[Collection entries]
════════════════════

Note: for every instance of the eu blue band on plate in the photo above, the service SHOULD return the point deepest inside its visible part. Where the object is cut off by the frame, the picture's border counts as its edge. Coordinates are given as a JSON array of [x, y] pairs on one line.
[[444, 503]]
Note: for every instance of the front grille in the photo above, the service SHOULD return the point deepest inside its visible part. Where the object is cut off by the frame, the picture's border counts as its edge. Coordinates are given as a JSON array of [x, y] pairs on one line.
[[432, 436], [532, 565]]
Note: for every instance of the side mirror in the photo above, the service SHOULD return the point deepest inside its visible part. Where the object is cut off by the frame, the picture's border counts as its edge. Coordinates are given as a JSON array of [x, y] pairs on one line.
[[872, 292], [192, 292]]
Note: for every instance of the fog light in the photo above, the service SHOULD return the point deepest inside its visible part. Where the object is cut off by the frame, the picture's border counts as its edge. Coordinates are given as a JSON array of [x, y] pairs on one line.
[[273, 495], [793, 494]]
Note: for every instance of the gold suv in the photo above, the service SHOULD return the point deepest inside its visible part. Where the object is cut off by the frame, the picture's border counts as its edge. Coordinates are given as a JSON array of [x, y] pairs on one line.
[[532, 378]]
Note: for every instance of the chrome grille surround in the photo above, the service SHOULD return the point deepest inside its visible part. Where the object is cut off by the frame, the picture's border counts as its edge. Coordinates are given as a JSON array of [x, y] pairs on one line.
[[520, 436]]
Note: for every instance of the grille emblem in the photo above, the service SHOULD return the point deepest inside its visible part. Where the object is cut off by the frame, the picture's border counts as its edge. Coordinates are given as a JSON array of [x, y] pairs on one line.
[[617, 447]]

════════════════════

> EXERCISE
Give every line of the data above as a JSON list of strings, with one string per line and no blank lines.

> CORRECT RESPONSE
[
  "Note: for every instance of the eu blue band on plate in the photo above, the service SHOULD return the point deepest inside its visible part. Where the object is cut off by the frame, the picture's border counts as its edge. Coordinates are given as a JSON array of [x, y] pairs on one line.",
  "[[444, 503]]",
  "Note: for every instance of the front grille in the photo above, the service SHOULD return the point deepest inside its visible part. Where the object is cut off by the frame, the picture's border counts as its edge. Coordinates are given as a JSON array of [x, y] pairs on one line.",
  "[[432, 436], [532, 565]]",
  "Note: for every instance of the side mirror in the photo above, the service SHOULD return the point deepest inside its visible part. Where the object is cut off by the frame, the picture's border counts as its edge. Coordinates are given as a JSON array of [x, y] pairs on one line.",
  "[[872, 292], [192, 292]]",
  "Note: for every instance of the fog light in the photo above, the service SHOULD return the point deepest inside its visible part. Where the object is cut off by the frame, the picture's border counts as its edge. Coordinates are given as a JSON array of [x, y] pairs on one line.",
  "[[273, 495], [793, 494]]",
  "Note: for every instance of the gold suv in the photo above, the service SHOULD return the point deepest inside its visible part. Where the object is cut off by the frame, the picture's border counts as its edge. Coordinates are given as a JSON array of [x, y] pairs on one line.",
  "[[532, 378]]",
  "Note: for every instance of the chrome grille surround in the photo above, the service SHOULD return the point deepest inside its visible part. Where the object is cut off by the frame, the picture's border counts as its edge. Coordinates are given as a JSON array of [x, y] pairs on one line.",
  "[[520, 436]]",
  "Note: for every instance of the grille emblem in the photo above, the service SHOULD return the point deepest inside its visible part. Where the object is cut off by the frame, the picture's border counts as its edge. Coordinates are given as a JSON array of [x, y] pairs on one line.",
  "[[617, 447]]"
]